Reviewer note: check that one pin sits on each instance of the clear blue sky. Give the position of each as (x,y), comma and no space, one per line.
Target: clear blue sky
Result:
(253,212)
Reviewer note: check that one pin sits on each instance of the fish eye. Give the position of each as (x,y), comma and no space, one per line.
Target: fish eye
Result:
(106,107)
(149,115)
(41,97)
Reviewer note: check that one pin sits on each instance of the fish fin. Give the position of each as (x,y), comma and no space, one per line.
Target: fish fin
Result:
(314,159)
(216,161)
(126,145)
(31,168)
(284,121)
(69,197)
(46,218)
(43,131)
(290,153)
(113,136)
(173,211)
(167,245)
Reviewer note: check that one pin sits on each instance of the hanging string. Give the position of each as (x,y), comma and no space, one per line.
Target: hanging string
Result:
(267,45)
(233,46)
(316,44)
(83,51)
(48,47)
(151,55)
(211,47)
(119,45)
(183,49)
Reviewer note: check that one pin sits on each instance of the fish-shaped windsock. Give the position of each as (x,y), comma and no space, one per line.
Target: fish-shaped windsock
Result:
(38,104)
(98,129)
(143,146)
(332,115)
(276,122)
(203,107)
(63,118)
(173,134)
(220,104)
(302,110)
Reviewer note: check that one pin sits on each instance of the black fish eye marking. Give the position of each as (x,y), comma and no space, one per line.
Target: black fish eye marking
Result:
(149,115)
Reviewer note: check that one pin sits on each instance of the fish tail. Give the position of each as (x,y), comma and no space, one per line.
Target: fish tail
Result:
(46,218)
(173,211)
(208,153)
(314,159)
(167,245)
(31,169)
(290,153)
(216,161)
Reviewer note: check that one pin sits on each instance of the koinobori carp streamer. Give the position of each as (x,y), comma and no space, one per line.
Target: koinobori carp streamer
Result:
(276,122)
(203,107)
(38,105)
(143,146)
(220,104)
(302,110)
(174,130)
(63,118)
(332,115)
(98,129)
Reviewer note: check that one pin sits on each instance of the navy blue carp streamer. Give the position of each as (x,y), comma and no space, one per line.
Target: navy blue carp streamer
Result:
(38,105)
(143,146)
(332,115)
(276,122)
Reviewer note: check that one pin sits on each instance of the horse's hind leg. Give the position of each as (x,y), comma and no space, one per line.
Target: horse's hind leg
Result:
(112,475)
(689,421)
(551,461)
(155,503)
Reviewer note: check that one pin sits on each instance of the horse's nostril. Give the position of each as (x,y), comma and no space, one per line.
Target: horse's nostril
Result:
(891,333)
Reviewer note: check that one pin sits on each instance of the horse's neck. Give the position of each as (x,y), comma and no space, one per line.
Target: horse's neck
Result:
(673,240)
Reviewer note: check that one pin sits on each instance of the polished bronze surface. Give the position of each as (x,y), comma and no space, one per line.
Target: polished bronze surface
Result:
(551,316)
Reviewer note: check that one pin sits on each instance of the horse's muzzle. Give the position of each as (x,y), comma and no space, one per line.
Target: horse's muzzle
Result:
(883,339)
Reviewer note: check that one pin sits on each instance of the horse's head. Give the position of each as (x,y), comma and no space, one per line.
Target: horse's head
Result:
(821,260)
::::::::
PROBLEM DESCRIPTION: Transcribe exactly, please, the lines from the one with "Target: polished bronze surface" to the last line of the entries above, ends included.

TASK OUTPUT:
Target: polished bronze surface
Result:
(551,316)
Reviewer note: check that one pin sits on each instance of the horse's muzzle. Give the position of each as (x,y), comma and no space, one per line.
Target: horse's muzzle
Result:
(883,339)
Reviewer note: check that one pin sits on each instance of the horse's head. Give the position of each as (x,y), comma and no space, one per line.
Target: horse's head
Result:
(821,260)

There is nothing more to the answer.